◆ Document passage

# RIP forum member - Sam - Taken far too soon.



## luckilotti (20 July 2015)

I didn't know Sam personally and had only spoken with her a few times, however her mum last night posted devastating news on facebook.  

Sam, tragically was found dead in the field yesterday afternoon, with what appears to be severe head and neck injuries caused by a kick.  

I believe her username on here was SAMgirl.  My thoughts are with her family, partner and friends at this horrific time, i am sure Sam will be up there looking after all of the horses. 

RIP Sam Cawkwell x x


----------



## The Fuzzy Furry (20 July 2015)

Very sad news   RIP Sam


----------



## webble (20 July 2015)

How very sad RIP Sam


----------



## Meowy Catkin (20 July 2015)

What a terribly tragic accident. 

RIP Sam.


----------



## EquiEquestrian556 (20 July 2015)

So sad. R.I.P. Sam.


----------



## JillA (20 July 2015)

How tragic - and there but for the grace of god................................RIP Sam, I saw on FB but not how


----------



## Maesfen (20 July 2015)

Such sad news,


----------



## Alec Swan (20 July 2015)

I've no idea who Sam was,  but your post brings home the fact that for all our failings,  this forum is a community and sorrow will be felt by many,  I'm sure.

Such desperate news.  Rest in peace Sam.

a.

ets.  Research has now revealed that I did in fact speak with Sam.  luckylotti,  if you knew Sam on fb,  will you pass on my heartfelt regrets to her family?


----------



## ljohnsonsj (20 July 2015)

Such sad news, Rest in peace Sam x


----------



## Ambers mum (20 July 2015)

I only just found this, I was knocked off my feet this morning with the news having known Sam and her stepmum for many, many years. Our families have shared many sad times together and it feels like my own son's death all over again xxx

I had put a post on the dressage thread but wanted to share it with you in case it got lost.


"I wanted to pay my respects to such a wonderful kind funny girl who I have watched from afar develop from a pony mad child in to an amazing horsewoman.

When I first heard of Sam it was through my dear long time friend Elaine Cawkwell back in the 1990's, Sam was a mere child riding loan ponies from a yard near Blackpool. It wasn't long before Sam and Elaine got Sam Horse a beautiful section D who she competed regulary and was a success in the show ring and dressage arena winning almost everything they entered. Elaine encouraged Sam and when Sam got Charlie a beautiful WB her talents and horsemanship came out in full force.

◆ Supplied records
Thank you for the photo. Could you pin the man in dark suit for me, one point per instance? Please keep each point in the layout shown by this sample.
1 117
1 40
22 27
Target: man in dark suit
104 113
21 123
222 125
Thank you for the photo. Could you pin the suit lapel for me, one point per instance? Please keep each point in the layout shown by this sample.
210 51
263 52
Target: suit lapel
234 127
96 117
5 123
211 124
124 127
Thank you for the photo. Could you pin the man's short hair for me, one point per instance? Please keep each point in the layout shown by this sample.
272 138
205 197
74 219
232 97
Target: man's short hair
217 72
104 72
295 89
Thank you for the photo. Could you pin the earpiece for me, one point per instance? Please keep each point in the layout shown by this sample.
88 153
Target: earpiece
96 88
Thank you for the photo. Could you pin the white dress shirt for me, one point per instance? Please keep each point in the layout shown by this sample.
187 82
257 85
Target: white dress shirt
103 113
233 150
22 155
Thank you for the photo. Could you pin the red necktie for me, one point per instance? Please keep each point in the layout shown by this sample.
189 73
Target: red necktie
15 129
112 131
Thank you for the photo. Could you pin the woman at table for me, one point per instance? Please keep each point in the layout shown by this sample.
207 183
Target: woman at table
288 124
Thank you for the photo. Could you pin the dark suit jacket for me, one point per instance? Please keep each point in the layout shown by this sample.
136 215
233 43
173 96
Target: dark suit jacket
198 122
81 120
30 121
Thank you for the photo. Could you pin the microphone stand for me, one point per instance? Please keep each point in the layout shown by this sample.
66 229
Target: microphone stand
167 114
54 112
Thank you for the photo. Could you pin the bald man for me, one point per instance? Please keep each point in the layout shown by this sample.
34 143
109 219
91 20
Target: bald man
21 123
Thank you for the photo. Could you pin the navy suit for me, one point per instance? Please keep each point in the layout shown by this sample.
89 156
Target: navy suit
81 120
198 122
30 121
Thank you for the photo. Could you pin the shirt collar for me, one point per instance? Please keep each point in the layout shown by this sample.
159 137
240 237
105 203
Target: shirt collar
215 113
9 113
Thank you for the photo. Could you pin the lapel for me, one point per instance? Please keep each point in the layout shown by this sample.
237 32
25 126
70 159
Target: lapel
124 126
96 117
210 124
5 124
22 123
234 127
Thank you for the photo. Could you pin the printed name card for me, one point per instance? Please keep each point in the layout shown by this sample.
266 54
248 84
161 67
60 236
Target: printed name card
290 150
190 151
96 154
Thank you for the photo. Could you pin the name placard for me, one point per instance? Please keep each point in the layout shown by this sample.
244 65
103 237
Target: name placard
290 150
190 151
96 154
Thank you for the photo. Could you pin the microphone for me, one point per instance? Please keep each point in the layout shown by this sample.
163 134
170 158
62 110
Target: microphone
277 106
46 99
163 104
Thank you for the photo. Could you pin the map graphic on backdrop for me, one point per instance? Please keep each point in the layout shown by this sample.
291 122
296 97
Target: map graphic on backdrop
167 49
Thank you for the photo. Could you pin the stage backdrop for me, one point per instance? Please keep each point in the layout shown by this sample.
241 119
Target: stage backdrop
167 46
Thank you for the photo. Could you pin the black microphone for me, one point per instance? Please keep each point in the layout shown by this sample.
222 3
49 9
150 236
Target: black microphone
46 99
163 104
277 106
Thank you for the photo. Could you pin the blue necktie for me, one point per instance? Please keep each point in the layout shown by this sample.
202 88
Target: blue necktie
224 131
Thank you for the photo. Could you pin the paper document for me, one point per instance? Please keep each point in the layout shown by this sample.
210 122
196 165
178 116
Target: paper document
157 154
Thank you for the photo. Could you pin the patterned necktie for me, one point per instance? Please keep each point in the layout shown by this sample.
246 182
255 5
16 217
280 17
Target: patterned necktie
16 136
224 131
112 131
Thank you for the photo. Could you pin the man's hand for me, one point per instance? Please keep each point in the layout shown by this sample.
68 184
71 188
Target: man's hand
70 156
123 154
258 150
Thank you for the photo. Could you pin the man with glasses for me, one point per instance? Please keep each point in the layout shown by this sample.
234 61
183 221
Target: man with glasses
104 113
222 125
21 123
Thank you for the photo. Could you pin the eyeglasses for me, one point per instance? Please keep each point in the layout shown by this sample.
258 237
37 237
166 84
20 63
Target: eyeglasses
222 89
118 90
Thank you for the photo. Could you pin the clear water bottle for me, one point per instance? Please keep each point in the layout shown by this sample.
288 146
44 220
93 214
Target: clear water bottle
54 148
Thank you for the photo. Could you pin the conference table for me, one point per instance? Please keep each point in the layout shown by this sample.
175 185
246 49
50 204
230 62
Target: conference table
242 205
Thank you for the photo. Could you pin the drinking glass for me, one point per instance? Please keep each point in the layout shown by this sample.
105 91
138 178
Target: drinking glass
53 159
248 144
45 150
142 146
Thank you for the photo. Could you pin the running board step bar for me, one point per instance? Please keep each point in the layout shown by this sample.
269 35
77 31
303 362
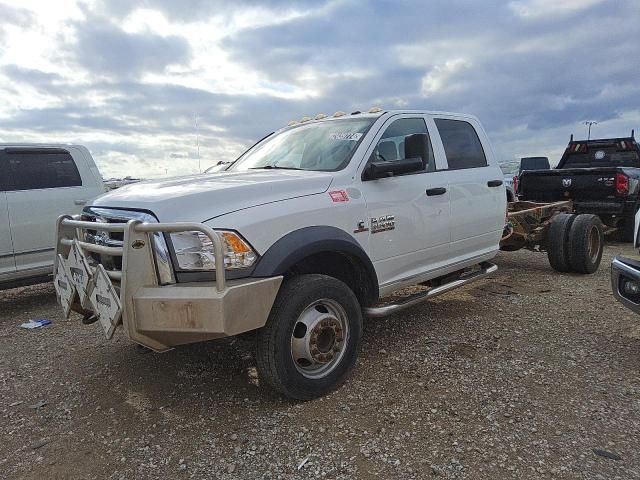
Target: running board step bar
486 268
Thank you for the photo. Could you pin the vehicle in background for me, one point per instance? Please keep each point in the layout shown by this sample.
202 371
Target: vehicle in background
534 163
600 176
625 275
37 184
309 230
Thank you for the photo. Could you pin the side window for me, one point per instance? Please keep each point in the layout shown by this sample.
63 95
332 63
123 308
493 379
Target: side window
4 174
30 170
461 144
405 138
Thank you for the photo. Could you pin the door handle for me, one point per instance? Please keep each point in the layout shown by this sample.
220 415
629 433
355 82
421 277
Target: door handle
431 192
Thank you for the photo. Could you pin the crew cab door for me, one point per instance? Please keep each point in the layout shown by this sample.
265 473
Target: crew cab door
7 262
409 213
476 185
44 183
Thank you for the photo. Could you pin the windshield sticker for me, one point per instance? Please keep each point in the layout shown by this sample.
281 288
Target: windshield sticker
354 137
339 196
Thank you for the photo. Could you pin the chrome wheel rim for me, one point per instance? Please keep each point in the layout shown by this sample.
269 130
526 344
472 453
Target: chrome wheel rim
319 338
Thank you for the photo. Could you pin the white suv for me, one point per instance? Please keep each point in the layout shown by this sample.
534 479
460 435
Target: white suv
37 184
297 239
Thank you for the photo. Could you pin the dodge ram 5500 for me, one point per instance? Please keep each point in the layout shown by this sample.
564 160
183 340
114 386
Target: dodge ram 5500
299 238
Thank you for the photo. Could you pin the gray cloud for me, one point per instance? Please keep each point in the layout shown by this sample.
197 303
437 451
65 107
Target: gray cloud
530 80
106 49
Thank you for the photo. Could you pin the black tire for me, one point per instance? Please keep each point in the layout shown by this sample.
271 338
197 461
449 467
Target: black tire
627 231
558 242
275 351
586 243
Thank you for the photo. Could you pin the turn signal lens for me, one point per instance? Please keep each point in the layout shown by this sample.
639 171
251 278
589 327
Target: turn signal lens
194 251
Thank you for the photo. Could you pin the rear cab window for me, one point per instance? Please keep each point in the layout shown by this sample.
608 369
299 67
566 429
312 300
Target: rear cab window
39 169
462 145
601 156
398 141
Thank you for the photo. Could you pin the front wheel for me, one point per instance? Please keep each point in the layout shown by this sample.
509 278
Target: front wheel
311 339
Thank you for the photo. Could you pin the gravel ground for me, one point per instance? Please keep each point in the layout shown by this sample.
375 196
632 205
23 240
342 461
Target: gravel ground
524 375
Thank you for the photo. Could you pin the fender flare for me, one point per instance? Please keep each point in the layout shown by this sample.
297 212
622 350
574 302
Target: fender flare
299 244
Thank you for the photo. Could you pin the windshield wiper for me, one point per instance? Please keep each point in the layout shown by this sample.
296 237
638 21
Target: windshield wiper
276 167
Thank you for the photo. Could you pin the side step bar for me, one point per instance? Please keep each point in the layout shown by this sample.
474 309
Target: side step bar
486 268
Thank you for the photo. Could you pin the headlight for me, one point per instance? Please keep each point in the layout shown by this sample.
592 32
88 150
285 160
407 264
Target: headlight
194 251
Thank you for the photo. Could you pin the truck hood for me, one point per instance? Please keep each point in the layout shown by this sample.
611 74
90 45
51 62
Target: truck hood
198 198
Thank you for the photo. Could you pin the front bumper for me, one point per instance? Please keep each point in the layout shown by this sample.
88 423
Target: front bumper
625 269
157 316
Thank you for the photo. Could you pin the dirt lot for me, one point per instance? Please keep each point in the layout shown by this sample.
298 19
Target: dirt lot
519 376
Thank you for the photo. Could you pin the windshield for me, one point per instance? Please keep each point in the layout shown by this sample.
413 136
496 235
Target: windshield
323 146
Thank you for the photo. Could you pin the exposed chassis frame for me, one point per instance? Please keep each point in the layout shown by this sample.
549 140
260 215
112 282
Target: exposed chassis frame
528 223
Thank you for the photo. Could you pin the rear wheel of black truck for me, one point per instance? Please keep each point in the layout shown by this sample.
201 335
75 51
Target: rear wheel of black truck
311 339
558 242
586 242
627 229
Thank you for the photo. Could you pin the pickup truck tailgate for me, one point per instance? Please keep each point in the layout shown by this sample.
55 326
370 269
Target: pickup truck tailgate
580 184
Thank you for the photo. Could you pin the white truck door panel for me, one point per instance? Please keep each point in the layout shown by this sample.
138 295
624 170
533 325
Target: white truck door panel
417 238
477 193
7 262
46 184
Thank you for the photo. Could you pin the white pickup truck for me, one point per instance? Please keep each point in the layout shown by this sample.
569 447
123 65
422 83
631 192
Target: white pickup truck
298 239
38 182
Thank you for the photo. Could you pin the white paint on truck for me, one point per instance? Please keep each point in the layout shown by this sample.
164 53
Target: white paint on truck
40 182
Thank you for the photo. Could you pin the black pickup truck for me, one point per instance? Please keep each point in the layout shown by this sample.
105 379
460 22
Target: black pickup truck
601 176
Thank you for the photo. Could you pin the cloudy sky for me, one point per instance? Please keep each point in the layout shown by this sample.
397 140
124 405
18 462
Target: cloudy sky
128 79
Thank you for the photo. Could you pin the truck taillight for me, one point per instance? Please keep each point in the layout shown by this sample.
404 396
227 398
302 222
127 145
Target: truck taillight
622 184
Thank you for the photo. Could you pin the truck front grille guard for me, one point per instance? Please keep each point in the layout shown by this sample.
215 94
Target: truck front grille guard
71 229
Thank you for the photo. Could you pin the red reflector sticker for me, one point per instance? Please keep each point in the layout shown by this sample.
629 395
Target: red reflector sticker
339 196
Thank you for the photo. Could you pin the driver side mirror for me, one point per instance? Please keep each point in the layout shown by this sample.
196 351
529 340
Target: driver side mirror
377 170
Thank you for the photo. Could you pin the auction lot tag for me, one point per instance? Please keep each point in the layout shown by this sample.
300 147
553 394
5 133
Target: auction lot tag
354 137
64 288
79 272
106 302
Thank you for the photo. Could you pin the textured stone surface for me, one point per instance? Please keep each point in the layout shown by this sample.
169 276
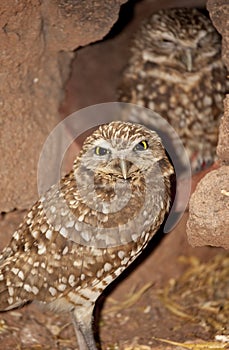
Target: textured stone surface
209 210
223 144
37 39
209 205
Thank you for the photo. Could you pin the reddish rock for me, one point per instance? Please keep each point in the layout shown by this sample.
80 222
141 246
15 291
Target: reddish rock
37 40
209 210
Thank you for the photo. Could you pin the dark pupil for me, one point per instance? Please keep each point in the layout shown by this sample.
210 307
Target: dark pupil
141 146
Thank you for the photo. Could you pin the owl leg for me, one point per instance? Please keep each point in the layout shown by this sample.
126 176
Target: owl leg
83 327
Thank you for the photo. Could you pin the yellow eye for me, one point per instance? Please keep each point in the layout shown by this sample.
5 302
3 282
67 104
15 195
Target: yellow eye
141 146
100 151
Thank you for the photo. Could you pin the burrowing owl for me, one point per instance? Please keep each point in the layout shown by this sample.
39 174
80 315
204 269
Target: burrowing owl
176 70
88 228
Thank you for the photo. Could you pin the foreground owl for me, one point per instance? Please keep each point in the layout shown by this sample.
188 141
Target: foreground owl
88 228
176 70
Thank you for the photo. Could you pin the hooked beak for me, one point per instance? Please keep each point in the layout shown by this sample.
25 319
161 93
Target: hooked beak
123 166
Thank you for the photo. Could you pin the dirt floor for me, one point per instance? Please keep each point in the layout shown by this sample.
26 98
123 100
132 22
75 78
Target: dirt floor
138 308
150 301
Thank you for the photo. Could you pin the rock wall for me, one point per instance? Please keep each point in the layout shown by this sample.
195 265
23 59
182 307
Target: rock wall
37 42
209 205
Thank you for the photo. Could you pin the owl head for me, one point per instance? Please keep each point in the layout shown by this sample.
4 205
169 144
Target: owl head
122 150
183 39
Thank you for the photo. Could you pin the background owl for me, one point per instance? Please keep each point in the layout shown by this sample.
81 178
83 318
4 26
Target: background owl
176 70
88 228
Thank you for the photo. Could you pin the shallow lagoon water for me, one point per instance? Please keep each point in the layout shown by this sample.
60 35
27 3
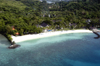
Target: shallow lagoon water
75 49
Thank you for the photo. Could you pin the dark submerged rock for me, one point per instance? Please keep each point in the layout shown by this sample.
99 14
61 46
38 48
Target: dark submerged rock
13 46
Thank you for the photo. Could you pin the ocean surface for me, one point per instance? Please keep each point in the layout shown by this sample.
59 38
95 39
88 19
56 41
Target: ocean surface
75 49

◆ What this exercise asks
(a) State whether each statement below agrees with the thread, giving yes or no and quoting the deciding words of the thread: (i) Sam was found dead in the field. (ii) Alec Swan never spoke with Sam. (iii) Sam Horse was a section D.
(b) Change "community" to "family" in the thread, and write out the part that begins at the words "I've no idea" and stops after "to her family?".

◆ Results for each task
(a)
(i) Yes: "Sam, tragically was found dead in the field yesterday afternoon"
(ii) No: "Research has now revealed that I did in fact speak with Sam."
(iii) Yes: "It wasn't long before Sam and Elaine got Sam Horse a beautiful section D"

(b)
I've no idea who Sam was,  but your post brings home the fact that for all our failings,  this forum is a family and sorrow will be felt by many,  I'm sure.

Such desperate news.  Rest in peace Sam.

a.

ets.  Research has now revealed that I did in fact speak with Sam.  luckylotti,  if you knew Sam on fb,  will you pass on my heartfelt regrets to her family?